[Data items]
-=-=-=-=-

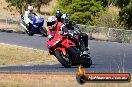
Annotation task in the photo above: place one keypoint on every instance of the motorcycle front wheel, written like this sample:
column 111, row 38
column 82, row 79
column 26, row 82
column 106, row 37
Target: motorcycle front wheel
column 63, row 60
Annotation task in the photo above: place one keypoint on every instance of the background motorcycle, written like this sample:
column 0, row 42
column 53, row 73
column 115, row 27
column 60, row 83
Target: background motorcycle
column 36, row 26
column 67, row 53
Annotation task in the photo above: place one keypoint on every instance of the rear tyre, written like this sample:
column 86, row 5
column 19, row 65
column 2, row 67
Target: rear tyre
column 62, row 59
column 44, row 34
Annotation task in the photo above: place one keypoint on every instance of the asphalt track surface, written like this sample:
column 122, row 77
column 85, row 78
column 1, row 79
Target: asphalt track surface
column 106, row 56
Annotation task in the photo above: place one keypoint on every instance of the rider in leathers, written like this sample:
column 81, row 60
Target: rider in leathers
column 69, row 25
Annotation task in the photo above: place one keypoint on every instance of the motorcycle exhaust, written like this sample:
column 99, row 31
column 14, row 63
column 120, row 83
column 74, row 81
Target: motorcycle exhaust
column 24, row 27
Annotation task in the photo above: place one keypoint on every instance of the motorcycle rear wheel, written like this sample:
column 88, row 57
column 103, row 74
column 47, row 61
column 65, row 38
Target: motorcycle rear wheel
column 62, row 60
column 29, row 33
column 87, row 63
column 44, row 34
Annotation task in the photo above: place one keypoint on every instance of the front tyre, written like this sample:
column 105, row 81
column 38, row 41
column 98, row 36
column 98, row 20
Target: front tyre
column 62, row 59
column 44, row 32
column 29, row 33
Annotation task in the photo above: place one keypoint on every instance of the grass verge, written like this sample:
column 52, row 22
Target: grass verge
column 13, row 55
column 49, row 80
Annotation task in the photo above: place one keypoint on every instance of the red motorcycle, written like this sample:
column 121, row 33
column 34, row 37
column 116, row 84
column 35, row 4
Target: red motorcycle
column 67, row 53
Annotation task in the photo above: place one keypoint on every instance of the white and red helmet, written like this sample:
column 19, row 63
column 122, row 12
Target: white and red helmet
column 30, row 8
column 52, row 22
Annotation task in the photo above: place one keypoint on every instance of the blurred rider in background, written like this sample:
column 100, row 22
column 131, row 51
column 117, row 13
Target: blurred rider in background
column 27, row 15
column 69, row 25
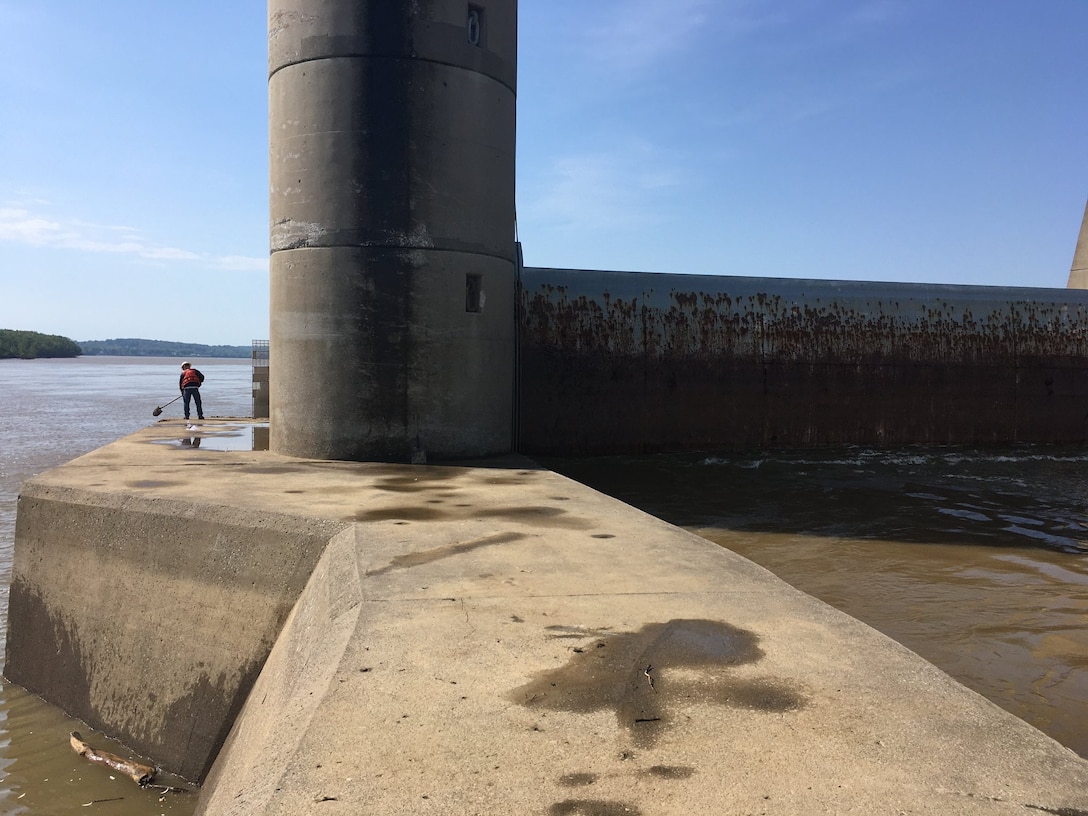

-=-=-=-=-

→ GIVEN INSTRUCTION
Output the data above as a JSON list of strings, with one string for each line. Leave out blank lines and the pictures.

→ ANSWER TO THIS TASK
[
  "Annotation task in the photo above: place one keypoint on every instance of the motorcycle front wheel, written like this sample:",
  "column 111, row 38",
  "column 82, row 79",
  "column 26, row 82",
  "column 106, row 37",
  "Target: motorcycle front wheel",
  "column 63, row 60",
  "Annotation task in the photo above: place one keypoint on every instance of the background motorcycle, written like this sample:",
  "column 0, row 42",
  "column 53, row 73",
  "column 115, row 27",
  "column 60, row 83",
  "Target: background motorcycle",
  "column 36, row 26",
  "column 67, row 53",
  "Annotation task in the photo above: place one keypoint on every instance of the rear tyre, written like this sample:",
  "column 86, row 5",
  "column 19, row 65",
  "column 2, row 67",
  "Target: rear tyre",
  "column 62, row 59",
  "column 44, row 34",
  "Annotation task in the photo above: place one keypoint on every instance of the asphalt track surface, written like this sample:",
  "column 122, row 77",
  "column 85, row 78",
  "column 1, row 79",
  "Target: asphalt track surface",
  "column 106, row 56",
  "Annotation task in the photo above: place one keypoint on every instance of the rider in leathers, written like this sample:",
  "column 81, row 60",
  "Target: rider in leathers",
  "column 69, row 25",
  "Annotation task in the photo above: place one keypoint on every instance of the motorcycle exhaust, written like this sample:",
  "column 99, row 31",
  "column 14, row 63",
  "column 120, row 83",
  "column 74, row 81",
  "Target: motorcycle exhaust",
  "column 24, row 27",
  "Annotation task in the photo above: place one keypoint on every instance of the motorcycle rear wheel, written like this sample:",
  "column 88, row 57",
  "column 103, row 74",
  "column 47, row 61",
  "column 65, row 38",
  "Target: motorcycle rear wheel",
  "column 62, row 60",
  "column 29, row 33",
  "column 87, row 63",
  "column 44, row 34",
  "Annotation task in the photo above: place one keypoint on every instance of the front tyre, written like this sample:",
  "column 105, row 81",
  "column 38, row 41",
  "column 98, row 36",
  "column 98, row 20",
  "Target: front tyre",
  "column 62, row 59",
  "column 44, row 32",
  "column 29, row 33",
  "Annotation task in the photo above: place one keypoint on every instance of the grass verge, written like this sample:",
  "column 52, row 22",
  "Target: grass verge",
  "column 13, row 55",
  "column 49, row 80",
  "Annotation task in the photo above: place one keypoint on every instance of the red motorcycle, written like this sample:",
  "column 121, row 33",
  "column 34, row 37",
  "column 116, row 84",
  "column 35, row 4",
  "Target: red motorcycle",
  "column 67, row 53",
  "Annotation task in the photo above: place one keypoint on every instance of the white and red helmet, written like this sample:",
  "column 19, row 63",
  "column 122, row 12",
  "Target: white and red helmet",
  "column 30, row 8",
  "column 52, row 22",
  "Annotation task in the photo above: place one keypoint on every instance of the blurred rider in background, written like this sample:",
  "column 100, row 22",
  "column 131, row 51",
  "column 117, row 13",
  "Target: blurred rider in background",
  "column 27, row 15",
  "column 69, row 25"
]